[Excerpts of location labeling data]

◇ ◇ ◇ ◇ ◇

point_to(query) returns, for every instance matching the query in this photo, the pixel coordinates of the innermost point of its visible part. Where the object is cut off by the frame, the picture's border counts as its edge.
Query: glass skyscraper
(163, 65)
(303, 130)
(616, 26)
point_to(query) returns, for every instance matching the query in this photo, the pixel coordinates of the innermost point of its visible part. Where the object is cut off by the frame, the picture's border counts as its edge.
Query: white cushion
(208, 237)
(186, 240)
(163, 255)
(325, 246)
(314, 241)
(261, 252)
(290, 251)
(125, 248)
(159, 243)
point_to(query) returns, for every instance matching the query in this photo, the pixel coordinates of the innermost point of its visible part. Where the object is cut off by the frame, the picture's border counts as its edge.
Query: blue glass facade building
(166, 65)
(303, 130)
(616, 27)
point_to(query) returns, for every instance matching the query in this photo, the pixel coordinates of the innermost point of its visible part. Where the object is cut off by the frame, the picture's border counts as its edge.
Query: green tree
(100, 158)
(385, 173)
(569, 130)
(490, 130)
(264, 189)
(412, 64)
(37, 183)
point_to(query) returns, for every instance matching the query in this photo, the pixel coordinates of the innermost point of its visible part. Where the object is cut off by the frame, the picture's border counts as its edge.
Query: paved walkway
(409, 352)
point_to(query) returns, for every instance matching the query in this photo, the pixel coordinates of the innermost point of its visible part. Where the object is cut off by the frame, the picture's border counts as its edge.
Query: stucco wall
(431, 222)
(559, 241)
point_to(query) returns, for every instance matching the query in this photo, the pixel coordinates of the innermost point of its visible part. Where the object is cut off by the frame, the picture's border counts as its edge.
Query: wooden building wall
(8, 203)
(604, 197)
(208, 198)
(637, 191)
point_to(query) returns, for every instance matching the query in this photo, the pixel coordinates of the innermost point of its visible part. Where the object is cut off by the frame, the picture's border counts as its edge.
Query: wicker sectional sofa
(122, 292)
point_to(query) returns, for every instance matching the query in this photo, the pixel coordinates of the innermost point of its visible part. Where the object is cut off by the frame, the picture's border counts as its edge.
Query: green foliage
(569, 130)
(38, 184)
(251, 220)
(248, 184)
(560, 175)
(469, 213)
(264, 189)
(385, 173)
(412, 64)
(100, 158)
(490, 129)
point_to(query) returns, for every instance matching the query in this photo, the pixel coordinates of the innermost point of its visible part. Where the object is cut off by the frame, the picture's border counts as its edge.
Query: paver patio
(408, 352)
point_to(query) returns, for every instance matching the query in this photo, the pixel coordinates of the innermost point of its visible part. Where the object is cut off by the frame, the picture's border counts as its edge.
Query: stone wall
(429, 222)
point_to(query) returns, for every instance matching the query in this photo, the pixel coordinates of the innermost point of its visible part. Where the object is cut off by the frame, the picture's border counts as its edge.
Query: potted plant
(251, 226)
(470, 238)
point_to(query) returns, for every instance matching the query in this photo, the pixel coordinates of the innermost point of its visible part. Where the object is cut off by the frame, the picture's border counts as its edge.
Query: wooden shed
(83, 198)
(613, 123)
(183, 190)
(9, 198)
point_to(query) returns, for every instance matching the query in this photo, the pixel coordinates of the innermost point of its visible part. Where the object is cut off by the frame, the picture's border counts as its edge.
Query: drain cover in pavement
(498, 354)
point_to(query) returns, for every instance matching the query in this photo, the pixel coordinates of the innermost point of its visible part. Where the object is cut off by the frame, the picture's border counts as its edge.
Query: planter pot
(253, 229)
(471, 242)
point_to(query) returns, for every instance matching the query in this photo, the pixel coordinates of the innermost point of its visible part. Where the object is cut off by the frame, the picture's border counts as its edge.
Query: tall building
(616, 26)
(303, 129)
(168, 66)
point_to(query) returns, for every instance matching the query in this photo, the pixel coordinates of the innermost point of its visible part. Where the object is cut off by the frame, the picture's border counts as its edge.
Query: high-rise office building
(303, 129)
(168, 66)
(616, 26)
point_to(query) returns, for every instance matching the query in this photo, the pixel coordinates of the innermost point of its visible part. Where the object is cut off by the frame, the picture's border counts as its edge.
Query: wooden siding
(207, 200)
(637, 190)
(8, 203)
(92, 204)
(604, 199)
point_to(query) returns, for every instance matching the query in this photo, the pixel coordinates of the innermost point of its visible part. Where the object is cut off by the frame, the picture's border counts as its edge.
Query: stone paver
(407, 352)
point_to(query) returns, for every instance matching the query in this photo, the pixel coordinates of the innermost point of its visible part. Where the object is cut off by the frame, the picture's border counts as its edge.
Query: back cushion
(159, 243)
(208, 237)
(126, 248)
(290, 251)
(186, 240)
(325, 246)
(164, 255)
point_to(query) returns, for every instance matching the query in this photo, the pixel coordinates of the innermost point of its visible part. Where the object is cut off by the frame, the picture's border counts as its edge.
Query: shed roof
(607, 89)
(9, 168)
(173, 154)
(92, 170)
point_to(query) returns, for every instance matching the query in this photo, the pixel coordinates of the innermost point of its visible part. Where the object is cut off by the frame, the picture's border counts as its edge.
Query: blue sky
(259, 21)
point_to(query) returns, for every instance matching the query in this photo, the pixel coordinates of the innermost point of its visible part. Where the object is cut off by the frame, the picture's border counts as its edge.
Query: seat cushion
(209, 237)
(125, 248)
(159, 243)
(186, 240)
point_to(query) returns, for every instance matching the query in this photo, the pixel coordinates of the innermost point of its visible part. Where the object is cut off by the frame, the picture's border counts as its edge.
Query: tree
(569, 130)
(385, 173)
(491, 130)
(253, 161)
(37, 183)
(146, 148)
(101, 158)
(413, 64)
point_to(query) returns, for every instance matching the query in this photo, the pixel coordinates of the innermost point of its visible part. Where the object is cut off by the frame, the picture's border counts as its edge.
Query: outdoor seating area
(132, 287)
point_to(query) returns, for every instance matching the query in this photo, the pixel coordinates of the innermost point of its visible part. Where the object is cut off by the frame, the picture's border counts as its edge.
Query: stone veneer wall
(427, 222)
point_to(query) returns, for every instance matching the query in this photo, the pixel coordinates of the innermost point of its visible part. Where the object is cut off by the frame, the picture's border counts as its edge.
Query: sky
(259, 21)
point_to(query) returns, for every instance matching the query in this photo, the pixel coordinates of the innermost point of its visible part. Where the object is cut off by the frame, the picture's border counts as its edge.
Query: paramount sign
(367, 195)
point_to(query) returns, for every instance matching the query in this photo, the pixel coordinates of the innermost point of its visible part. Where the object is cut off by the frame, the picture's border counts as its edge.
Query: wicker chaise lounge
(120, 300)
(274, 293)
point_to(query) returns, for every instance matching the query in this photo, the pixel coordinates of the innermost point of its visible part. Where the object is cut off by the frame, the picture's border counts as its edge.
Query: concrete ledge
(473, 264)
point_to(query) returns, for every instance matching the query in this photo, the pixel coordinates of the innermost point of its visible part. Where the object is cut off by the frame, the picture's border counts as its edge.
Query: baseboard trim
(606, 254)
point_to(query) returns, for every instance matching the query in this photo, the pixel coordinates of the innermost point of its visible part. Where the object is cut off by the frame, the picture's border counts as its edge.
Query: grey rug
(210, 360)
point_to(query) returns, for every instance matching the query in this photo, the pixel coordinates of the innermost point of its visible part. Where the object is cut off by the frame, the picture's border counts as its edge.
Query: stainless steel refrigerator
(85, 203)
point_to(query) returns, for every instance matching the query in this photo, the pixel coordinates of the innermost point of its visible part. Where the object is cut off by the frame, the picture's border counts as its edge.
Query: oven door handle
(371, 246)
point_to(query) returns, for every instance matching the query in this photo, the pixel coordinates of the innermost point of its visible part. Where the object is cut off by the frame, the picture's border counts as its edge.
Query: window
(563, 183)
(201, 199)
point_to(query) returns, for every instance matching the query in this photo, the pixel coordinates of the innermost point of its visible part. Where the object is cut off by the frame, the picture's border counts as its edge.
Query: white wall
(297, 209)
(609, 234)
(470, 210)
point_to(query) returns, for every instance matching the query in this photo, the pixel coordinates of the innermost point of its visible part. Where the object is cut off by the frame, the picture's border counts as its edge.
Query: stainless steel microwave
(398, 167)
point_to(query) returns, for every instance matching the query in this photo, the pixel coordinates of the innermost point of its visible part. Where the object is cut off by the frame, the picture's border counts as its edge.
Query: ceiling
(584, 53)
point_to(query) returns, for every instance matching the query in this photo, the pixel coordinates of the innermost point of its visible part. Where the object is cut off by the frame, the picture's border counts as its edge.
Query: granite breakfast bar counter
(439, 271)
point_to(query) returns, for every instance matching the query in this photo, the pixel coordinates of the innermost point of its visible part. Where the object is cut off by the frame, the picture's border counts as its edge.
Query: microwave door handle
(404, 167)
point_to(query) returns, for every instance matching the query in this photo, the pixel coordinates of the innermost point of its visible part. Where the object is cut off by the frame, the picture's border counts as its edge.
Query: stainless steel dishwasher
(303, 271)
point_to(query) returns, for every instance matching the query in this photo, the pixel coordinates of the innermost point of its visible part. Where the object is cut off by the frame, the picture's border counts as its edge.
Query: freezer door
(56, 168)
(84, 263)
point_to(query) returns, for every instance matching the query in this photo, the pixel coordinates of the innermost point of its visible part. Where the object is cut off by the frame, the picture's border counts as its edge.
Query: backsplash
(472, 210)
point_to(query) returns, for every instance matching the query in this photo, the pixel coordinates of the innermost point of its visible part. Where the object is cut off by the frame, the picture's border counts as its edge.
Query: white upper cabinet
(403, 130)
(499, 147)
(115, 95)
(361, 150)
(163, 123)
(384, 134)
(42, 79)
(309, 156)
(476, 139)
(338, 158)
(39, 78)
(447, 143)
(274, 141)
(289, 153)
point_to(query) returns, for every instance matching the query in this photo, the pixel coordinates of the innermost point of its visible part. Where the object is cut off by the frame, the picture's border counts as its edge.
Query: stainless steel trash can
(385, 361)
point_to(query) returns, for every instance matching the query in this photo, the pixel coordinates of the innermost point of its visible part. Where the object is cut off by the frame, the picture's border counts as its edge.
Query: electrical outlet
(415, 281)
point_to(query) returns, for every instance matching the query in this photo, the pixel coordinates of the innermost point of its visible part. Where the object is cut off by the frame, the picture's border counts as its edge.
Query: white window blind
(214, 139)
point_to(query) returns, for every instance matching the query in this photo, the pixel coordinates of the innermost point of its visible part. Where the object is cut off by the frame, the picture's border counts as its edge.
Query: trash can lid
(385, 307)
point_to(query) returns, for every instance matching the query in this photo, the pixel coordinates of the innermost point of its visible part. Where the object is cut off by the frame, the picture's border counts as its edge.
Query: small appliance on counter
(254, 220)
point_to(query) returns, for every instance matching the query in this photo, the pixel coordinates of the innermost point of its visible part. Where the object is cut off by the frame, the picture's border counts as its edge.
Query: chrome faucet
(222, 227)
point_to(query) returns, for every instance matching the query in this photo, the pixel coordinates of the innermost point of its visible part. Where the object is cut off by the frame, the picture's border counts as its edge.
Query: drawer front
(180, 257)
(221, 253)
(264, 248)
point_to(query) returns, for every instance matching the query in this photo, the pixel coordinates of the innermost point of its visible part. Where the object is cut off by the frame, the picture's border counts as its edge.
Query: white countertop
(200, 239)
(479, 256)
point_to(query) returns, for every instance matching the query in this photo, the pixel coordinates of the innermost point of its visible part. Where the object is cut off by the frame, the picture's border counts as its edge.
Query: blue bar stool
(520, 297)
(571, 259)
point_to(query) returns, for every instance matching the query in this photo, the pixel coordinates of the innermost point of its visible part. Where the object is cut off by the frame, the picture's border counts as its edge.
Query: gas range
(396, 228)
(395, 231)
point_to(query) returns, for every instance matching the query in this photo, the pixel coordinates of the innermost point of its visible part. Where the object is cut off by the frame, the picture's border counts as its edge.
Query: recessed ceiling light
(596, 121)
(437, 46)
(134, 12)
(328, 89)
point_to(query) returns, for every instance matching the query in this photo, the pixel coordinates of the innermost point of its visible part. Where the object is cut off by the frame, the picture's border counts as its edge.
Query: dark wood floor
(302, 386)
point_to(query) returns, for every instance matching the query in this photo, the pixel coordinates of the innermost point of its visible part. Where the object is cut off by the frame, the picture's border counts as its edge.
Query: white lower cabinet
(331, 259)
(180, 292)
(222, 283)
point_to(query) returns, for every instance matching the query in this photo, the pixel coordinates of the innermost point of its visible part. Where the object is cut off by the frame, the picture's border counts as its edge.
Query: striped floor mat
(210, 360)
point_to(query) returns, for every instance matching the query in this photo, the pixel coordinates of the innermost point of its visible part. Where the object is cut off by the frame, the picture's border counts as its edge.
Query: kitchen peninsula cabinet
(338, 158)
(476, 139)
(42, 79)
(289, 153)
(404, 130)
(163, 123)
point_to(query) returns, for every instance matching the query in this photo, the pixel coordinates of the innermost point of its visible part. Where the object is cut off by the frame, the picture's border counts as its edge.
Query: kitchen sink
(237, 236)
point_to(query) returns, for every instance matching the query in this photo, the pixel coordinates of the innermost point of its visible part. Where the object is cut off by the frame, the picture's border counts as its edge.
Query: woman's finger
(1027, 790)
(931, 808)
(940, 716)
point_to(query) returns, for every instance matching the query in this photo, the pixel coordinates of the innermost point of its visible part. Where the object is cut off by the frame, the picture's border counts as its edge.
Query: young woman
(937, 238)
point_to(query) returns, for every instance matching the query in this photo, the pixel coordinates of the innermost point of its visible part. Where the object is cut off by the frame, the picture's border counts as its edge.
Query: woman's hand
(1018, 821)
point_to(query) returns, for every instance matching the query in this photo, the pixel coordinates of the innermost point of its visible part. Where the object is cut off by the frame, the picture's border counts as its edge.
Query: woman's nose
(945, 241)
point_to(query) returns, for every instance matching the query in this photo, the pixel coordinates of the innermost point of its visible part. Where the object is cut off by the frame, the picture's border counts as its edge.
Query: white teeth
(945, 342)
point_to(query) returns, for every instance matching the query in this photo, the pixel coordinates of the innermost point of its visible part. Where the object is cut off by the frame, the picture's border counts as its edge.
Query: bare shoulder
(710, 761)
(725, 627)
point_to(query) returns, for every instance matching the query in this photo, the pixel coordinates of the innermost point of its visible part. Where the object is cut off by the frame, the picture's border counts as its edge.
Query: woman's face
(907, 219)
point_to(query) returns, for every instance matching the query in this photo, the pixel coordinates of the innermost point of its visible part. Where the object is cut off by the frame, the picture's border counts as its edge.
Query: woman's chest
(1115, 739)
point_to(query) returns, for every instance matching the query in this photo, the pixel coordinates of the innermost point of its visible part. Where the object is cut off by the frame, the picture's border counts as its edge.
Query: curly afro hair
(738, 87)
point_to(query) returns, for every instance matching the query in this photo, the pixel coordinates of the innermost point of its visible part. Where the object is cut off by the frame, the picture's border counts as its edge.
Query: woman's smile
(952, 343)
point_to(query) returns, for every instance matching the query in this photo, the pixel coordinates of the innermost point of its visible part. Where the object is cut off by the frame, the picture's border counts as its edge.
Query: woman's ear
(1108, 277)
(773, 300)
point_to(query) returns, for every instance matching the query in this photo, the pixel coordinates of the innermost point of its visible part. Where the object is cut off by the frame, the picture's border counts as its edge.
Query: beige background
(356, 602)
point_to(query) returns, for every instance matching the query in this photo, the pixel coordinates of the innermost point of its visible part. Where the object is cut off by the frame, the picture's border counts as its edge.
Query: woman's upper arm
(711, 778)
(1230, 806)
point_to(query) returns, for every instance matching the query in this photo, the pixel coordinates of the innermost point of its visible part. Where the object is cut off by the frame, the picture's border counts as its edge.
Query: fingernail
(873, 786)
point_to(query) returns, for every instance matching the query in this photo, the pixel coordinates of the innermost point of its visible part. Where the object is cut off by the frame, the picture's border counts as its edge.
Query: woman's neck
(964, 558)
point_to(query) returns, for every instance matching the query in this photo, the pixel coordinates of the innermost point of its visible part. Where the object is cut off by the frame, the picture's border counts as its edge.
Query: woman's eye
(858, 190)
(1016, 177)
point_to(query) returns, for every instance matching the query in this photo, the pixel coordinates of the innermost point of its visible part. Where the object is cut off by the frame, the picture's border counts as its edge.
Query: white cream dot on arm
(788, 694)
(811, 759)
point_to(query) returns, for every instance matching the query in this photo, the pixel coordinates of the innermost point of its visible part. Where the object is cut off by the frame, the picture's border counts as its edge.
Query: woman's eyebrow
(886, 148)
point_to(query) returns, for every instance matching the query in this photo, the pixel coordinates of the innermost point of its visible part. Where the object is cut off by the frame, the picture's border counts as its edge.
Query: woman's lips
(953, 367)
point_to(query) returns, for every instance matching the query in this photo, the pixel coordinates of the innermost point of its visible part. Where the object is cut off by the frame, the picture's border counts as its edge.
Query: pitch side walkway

◇ ◇ ◇ ◇ ◇

▸ Task instructions
List every line in the rows above that contains the word "green", treating uppercase and lowercase as different.

▸ Output below
Query: green tree
Query: green foliage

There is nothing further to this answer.